Recorded data:
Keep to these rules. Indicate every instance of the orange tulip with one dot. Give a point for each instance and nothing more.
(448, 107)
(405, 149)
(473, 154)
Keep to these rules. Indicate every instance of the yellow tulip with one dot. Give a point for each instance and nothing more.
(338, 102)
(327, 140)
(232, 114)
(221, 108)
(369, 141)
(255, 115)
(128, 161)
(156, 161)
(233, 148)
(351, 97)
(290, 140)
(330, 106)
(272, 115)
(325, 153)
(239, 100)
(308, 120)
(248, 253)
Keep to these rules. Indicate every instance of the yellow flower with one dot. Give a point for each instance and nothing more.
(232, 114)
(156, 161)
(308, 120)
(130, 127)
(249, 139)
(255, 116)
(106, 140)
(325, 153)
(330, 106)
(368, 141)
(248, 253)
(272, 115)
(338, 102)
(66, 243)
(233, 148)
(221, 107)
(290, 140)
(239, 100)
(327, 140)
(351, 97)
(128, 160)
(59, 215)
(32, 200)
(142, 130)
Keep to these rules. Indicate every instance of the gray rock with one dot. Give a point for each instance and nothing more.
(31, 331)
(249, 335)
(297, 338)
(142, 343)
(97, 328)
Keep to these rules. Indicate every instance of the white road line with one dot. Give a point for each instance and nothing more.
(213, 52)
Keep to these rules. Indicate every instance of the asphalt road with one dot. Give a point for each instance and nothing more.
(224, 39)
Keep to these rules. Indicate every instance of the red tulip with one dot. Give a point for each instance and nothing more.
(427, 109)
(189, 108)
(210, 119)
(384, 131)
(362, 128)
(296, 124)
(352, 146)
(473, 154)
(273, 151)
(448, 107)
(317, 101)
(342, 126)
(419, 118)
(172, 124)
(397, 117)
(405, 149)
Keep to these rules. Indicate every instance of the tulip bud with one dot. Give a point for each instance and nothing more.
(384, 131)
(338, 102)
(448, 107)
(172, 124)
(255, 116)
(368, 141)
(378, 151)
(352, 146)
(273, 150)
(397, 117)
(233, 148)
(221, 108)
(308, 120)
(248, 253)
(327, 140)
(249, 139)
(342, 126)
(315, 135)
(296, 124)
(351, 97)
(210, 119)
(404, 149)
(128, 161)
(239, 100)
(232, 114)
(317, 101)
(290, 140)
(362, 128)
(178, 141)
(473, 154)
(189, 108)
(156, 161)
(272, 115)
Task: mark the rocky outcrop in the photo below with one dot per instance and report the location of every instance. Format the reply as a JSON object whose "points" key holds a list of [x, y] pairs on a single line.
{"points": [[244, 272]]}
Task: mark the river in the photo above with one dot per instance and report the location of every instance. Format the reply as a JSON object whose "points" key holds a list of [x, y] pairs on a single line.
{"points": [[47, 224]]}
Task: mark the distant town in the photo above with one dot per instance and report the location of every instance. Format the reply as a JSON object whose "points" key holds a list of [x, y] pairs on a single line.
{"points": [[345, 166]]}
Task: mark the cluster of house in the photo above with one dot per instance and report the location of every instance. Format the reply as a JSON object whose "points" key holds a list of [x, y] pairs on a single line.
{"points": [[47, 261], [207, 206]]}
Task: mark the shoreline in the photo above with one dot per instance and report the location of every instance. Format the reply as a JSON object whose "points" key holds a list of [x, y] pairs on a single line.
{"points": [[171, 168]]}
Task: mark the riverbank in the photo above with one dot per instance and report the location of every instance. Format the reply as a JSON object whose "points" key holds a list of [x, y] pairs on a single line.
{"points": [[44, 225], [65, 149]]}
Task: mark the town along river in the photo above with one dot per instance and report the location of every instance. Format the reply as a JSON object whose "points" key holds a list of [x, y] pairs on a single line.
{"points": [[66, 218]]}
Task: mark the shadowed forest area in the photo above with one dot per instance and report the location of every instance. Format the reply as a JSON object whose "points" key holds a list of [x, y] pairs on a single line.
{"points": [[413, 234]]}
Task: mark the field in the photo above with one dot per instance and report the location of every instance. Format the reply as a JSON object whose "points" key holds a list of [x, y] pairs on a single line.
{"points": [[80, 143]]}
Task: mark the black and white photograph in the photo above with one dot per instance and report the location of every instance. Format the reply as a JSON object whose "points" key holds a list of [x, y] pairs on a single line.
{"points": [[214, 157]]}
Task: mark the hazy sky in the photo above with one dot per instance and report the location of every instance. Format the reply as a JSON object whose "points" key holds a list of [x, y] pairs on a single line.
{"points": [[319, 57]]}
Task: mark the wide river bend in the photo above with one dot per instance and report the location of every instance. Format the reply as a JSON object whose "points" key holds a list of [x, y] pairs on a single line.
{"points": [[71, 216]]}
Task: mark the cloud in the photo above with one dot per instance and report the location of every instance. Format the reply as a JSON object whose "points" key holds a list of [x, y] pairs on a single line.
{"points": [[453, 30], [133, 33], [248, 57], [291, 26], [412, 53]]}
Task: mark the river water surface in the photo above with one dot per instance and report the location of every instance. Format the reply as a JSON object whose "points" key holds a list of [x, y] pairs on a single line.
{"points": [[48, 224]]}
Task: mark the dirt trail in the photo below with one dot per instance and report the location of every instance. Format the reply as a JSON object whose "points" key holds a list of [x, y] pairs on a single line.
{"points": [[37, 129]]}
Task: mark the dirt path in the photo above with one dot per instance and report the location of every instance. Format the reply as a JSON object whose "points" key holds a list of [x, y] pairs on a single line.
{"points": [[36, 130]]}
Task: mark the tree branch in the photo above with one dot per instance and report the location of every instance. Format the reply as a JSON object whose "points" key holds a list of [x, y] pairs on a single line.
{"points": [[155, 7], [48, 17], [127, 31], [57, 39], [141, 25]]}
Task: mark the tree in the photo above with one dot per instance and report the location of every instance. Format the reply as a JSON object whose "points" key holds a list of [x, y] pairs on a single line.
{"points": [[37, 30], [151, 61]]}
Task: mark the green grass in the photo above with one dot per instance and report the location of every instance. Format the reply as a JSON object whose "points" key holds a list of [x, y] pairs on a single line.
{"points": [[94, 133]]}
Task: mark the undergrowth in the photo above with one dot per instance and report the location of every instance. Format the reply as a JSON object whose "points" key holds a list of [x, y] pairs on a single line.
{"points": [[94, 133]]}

Given request:
Starting at the line that contains "Task: mark the undergrowth" and continuing through the end of the records, rewrite those lines with "undergrowth" changed to "bushes" and nothing else altered.

Solution to this task:
Task: mark the bushes in the photo above with one dot per instance and report the location of every instance. Format the reply as a JSON object whose "points" key holds a list of [x, y] pairs on a single line.
{"points": [[94, 133]]}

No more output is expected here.